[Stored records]
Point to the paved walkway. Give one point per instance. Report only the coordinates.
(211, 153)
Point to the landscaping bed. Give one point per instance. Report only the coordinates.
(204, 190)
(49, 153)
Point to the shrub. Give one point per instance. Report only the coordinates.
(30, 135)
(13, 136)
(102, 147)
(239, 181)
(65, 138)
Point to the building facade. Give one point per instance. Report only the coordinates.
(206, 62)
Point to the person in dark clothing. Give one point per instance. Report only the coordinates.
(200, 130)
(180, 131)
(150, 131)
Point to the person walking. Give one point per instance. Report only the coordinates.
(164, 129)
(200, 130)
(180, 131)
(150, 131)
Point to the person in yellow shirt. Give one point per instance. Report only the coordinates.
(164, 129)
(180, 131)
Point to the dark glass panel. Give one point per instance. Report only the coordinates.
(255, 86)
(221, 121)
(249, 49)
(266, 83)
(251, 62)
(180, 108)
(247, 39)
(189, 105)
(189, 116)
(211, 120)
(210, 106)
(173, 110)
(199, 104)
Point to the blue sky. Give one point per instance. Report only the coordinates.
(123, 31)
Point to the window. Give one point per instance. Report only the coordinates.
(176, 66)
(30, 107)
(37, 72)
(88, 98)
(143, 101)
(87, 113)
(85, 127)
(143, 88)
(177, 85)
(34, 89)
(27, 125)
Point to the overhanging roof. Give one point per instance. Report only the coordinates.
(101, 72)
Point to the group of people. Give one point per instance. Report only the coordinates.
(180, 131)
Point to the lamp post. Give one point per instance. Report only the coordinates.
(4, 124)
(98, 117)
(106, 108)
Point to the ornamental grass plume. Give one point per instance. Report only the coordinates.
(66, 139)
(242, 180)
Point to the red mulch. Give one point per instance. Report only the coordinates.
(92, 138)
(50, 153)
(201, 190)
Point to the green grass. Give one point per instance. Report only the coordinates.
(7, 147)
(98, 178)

(PROBLEM DETAILS) Return all of the data word for word.

(TASK OUTPUT)
Point to the paved walkway. Give one point per instance. Report only the coordinates.
(211, 153)
Point to the landscaping bed. Give one point per instance. Report only the coordinates.
(204, 190)
(49, 153)
Point to the shrub. Give one point per instance. Report only the coordinates.
(30, 135)
(13, 136)
(102, 147)
(239, 181)
(65, 138)
Point to the building facade. Give one point per instance. Report only the coordinates.
(206, 62)
Point to the person in dark clothing. Give one point per instance. Report only the coordinates.
(200, 130)
(180, 131)
(150, 131)
Point to the person walking. Give one point per instance. Report only the coordinates.
(164, 129)
(200, 130)
(180, 131)
(150, 131)
Point to the person in yellow shirt. Give one point per instance. Report only the coordinates.
(164, 129)
(180, 131)
Point to the dark glass panel. Give one point per instance. Report only the coordinates.
(255, 86)
(221, 121)
(249, 49)
(266, 83)
(251, 62)
(180, 108)
(247, 39)
(189, 105)
(189, 116)
(211, 120)
(210, 106)
(173, 110)
(199, 104)
Point to the blue sky. Give one point per instance. Report only the coordinates.
(123, 31)
Point to the window. Give one point per instance. Report only the coordinates.
(176, 66)
(30, 107)
(37, 72)
(88, 98)
(143, 101)
(87, 113)
(85, 127)
(143, 88)
(177, 85)
(34, 89)
(27, 125)
Point to the overhanging roof. Give one point per instance. Report only the coordinates.
(101, 72)
Point to the group of people. Give one point per instance. Report only the coordinates.
(180, 131)
Point to the lamp post. Give one point per instance. Report only the coordinates.
(4, 124)
(98, 117)
(106, 108)
Point to the ornamental grass plume. Give one point per instance. Report only the coordinates.
(66, 139)
(242, 180)
Point to the red mulch. Give one point per instance. Report only the coordinates.
(92, 138)
(50, 153)
(201, 190)
Point to the green grass. Give one point per instance. Report only the coordinates.
(7, 147)
(98, 178)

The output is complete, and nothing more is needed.